Task prompt >>
Number of lines below with the word "locate": state it and write nothing more.

Source records
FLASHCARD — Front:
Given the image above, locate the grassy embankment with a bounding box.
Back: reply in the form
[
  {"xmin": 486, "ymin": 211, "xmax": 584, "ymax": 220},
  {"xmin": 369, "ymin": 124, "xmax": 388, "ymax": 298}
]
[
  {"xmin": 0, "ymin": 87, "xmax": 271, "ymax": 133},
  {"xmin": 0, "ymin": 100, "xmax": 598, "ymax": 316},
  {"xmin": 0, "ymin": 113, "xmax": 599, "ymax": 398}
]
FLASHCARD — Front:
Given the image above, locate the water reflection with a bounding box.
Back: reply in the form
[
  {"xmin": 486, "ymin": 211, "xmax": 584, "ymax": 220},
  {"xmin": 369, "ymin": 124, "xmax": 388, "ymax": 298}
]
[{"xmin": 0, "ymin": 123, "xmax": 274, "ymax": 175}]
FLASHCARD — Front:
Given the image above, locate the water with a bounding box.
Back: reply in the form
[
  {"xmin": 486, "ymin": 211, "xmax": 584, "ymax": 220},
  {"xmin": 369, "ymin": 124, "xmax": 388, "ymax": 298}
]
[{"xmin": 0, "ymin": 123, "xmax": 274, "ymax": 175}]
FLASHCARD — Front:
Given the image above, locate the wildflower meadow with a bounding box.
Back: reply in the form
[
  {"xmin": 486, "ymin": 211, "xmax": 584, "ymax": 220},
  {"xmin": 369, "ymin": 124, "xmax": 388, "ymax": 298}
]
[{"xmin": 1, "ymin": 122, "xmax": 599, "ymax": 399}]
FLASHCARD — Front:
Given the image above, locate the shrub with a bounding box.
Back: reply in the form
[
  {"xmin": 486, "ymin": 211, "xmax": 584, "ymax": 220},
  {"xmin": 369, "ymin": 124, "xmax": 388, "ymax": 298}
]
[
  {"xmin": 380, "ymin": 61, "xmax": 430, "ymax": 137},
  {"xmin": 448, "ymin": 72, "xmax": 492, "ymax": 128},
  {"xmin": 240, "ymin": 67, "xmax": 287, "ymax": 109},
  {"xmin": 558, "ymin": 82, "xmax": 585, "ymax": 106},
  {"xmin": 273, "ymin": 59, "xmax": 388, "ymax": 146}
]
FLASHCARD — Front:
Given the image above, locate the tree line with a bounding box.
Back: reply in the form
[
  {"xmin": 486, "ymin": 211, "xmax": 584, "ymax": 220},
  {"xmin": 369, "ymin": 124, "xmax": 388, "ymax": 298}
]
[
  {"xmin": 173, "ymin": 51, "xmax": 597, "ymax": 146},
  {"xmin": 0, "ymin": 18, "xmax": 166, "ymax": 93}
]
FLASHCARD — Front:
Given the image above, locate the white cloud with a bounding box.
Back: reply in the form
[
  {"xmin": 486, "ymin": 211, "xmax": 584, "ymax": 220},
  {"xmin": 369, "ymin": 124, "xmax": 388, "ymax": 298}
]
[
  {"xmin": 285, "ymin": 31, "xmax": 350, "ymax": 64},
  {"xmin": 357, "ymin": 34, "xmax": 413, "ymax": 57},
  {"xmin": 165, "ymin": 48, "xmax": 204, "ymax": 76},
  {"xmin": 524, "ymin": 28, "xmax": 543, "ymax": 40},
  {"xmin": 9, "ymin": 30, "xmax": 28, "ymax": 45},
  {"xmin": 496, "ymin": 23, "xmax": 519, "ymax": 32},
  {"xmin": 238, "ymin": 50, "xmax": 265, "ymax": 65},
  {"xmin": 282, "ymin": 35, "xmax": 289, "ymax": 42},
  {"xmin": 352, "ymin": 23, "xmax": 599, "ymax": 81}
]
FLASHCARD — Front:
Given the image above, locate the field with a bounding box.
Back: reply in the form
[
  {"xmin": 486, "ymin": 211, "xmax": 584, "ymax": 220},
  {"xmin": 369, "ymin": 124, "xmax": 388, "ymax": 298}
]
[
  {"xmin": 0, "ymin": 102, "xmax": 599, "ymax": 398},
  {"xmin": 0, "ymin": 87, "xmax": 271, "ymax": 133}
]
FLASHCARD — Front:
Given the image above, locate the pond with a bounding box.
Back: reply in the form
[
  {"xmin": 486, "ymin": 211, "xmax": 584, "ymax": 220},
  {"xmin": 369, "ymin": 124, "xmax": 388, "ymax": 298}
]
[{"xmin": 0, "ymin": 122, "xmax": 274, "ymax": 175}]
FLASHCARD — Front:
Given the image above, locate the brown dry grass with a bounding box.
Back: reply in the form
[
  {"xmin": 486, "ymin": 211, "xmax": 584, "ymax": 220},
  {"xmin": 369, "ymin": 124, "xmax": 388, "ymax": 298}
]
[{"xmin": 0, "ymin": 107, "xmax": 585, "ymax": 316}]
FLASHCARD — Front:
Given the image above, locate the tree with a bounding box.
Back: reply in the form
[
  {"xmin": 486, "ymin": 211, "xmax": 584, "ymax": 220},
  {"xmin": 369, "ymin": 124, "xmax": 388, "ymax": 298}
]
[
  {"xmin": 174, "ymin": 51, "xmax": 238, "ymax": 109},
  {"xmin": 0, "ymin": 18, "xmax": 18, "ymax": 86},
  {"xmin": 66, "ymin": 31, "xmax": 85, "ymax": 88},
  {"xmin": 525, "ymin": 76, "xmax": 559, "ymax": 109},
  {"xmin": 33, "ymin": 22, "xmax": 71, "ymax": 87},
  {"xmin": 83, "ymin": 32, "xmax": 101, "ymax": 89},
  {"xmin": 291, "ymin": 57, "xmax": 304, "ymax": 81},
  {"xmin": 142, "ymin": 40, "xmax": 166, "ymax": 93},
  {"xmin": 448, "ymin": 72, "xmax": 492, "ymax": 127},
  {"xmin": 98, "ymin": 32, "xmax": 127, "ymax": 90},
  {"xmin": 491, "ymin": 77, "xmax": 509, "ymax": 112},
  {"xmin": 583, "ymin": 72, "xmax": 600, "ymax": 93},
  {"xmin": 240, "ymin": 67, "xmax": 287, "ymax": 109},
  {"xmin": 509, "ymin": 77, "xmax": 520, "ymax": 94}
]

Answer area >>
11